WHAT YOU ARE ASKED TO DO:
Answer these about the editorial on Oscar Pistorius:
1. Which competition's eligibility question is the editorial about?
2. At what point on his legs were they amputated?
3. In which events does he hold world records for his disabled-athlete class?

TEXT EXCERPT:
============================================================

Should Postorius run
The HoS editorial:
The question of whether the double-amputee runner Oscar Pistorius should be eligible to run in the Olympic Games has been needlessly turned into a technical and ethical conundrum.
The 25-year-old South African sprinter, born without fibula bones, had both legs amputated at mid-shin as a baby because he would never have been able to walk on them. Now he runs – on J-shaped carbon-fibre prosthetics. He holds the world records for his disabled-athlete class in the 100m, 200m and 400m.
He is an amazing athlete, who could have spent his life in a wheel chair but instead has pushed himself to his limit.

============================================================

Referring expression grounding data
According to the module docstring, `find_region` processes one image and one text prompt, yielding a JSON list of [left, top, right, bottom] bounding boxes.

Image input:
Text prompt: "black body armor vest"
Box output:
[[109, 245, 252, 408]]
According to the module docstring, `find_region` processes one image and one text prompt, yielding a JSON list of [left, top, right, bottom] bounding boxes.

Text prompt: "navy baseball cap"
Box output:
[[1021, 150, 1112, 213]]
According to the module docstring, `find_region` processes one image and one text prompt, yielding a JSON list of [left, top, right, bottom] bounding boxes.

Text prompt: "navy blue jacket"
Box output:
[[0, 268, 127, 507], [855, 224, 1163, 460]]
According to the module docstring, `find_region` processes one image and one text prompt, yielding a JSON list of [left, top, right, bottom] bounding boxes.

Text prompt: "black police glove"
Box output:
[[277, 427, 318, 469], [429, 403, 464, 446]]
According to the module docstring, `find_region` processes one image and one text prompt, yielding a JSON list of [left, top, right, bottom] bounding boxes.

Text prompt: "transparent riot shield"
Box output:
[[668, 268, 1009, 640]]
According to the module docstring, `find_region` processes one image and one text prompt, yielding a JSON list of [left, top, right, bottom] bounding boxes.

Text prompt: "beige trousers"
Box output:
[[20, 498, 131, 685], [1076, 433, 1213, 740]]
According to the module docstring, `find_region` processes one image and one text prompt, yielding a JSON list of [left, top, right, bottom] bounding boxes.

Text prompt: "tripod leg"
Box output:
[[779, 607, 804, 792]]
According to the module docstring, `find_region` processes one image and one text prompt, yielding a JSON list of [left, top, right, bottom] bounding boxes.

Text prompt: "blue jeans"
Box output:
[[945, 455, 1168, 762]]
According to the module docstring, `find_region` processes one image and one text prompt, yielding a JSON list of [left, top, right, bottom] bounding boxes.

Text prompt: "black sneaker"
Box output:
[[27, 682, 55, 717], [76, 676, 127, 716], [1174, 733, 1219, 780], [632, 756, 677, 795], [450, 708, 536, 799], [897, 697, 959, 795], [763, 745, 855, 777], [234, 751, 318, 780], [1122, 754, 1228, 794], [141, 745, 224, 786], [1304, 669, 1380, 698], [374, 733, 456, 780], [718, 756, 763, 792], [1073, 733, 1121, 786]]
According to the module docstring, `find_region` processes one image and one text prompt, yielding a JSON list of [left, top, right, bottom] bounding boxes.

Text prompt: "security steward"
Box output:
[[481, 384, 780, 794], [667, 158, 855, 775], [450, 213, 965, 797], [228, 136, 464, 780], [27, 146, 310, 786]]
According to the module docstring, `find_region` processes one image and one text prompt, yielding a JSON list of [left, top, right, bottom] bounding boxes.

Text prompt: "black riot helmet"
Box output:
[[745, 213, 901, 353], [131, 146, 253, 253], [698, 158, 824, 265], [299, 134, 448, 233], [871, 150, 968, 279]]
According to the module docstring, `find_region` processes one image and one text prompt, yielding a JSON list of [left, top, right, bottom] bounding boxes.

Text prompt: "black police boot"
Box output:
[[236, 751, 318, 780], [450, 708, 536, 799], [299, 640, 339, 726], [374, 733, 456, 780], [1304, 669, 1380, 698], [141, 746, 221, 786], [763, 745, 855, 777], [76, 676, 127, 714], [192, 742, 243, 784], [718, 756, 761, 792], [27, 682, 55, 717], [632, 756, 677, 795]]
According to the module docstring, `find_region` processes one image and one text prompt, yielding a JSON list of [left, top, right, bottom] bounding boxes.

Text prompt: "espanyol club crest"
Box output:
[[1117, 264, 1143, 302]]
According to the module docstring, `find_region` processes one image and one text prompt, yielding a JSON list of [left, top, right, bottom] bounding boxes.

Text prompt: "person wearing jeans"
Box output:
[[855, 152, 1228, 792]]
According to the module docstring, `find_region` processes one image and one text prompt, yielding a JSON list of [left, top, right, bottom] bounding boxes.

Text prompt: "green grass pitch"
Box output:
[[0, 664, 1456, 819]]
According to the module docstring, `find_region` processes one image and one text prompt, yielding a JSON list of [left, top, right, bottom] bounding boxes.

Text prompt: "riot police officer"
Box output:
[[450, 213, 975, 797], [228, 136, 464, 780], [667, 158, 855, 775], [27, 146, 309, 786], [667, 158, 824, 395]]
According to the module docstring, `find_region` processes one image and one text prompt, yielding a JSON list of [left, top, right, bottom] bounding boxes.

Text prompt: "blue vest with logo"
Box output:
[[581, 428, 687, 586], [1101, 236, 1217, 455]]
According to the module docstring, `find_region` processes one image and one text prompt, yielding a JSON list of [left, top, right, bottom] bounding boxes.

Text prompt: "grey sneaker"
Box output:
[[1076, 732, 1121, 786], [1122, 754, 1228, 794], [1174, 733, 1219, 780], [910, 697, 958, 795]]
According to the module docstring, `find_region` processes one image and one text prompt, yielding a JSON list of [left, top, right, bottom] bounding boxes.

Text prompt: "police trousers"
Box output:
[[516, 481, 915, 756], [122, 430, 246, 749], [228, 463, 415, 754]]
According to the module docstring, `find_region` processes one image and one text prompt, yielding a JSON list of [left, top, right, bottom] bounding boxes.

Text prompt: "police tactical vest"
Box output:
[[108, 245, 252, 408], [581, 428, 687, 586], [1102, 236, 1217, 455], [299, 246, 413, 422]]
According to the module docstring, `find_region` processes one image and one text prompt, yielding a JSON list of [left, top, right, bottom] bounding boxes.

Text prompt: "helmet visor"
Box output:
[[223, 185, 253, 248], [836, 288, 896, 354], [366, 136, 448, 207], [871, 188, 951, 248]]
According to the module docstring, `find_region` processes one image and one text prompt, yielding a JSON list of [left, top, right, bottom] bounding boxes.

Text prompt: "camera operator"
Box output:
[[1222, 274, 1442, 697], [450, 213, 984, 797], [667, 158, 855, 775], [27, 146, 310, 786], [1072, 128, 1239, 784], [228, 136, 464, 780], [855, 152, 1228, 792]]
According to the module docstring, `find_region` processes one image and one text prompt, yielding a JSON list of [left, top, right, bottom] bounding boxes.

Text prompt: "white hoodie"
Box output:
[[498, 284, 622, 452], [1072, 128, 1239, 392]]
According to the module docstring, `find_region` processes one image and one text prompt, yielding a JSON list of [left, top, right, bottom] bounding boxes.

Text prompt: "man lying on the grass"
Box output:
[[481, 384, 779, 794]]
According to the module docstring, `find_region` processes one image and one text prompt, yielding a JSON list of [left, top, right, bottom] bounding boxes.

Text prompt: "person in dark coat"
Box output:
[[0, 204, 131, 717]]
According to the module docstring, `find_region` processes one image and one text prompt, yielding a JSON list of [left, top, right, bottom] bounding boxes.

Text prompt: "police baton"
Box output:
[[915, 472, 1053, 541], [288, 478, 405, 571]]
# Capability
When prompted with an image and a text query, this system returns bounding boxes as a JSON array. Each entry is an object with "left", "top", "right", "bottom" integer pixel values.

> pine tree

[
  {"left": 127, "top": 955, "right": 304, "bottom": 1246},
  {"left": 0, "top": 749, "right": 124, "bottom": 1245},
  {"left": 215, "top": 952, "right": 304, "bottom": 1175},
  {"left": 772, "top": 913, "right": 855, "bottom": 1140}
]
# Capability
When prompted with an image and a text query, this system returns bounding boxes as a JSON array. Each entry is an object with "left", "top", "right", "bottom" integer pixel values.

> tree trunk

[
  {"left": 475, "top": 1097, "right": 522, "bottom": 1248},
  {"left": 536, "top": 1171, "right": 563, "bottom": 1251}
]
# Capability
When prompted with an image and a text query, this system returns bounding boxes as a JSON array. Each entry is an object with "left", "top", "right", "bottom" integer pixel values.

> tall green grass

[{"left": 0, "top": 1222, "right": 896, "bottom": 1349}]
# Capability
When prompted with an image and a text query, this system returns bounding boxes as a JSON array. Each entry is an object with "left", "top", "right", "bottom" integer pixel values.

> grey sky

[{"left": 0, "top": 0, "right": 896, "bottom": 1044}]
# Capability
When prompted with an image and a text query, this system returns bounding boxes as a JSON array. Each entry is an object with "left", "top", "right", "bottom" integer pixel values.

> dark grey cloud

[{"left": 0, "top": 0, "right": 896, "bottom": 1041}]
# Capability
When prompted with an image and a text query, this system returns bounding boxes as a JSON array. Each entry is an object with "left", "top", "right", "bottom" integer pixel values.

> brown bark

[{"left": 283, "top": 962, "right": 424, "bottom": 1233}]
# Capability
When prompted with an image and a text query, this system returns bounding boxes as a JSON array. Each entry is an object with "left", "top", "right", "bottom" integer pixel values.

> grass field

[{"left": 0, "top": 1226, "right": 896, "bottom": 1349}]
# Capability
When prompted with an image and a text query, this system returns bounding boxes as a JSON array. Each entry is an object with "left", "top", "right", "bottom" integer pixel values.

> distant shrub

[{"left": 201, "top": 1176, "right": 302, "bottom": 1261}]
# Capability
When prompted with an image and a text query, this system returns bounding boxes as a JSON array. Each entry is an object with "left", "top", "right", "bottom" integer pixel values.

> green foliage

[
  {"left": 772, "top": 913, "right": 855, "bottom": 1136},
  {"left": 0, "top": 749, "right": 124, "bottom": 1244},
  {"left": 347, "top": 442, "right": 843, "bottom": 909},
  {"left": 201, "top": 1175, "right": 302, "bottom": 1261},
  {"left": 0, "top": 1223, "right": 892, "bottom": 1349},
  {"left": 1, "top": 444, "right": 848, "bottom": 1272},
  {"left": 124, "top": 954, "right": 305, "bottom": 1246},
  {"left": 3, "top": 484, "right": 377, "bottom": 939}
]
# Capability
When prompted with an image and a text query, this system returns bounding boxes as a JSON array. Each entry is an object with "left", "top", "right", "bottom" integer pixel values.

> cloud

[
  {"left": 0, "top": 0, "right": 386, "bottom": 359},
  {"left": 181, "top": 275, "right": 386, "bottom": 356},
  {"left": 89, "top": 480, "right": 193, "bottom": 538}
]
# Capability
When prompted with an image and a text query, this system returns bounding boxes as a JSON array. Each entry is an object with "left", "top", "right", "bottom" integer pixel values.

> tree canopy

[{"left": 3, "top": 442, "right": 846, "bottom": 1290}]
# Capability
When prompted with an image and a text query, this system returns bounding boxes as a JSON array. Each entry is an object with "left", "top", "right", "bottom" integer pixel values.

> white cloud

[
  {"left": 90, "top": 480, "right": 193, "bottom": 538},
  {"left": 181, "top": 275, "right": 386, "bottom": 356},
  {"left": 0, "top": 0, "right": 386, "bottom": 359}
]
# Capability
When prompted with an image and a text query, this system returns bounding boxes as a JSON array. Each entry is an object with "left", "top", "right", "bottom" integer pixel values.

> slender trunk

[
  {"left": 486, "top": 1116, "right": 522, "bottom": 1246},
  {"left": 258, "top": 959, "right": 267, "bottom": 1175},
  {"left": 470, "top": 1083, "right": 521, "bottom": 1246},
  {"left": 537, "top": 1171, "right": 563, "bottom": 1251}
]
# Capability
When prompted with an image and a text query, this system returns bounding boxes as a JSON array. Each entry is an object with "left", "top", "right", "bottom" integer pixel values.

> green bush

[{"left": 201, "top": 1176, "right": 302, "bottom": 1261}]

============================================================

ANSWER BELOW:
1. The Olympic Games
2. At mid-shin
3. The 100m, 200m and 400m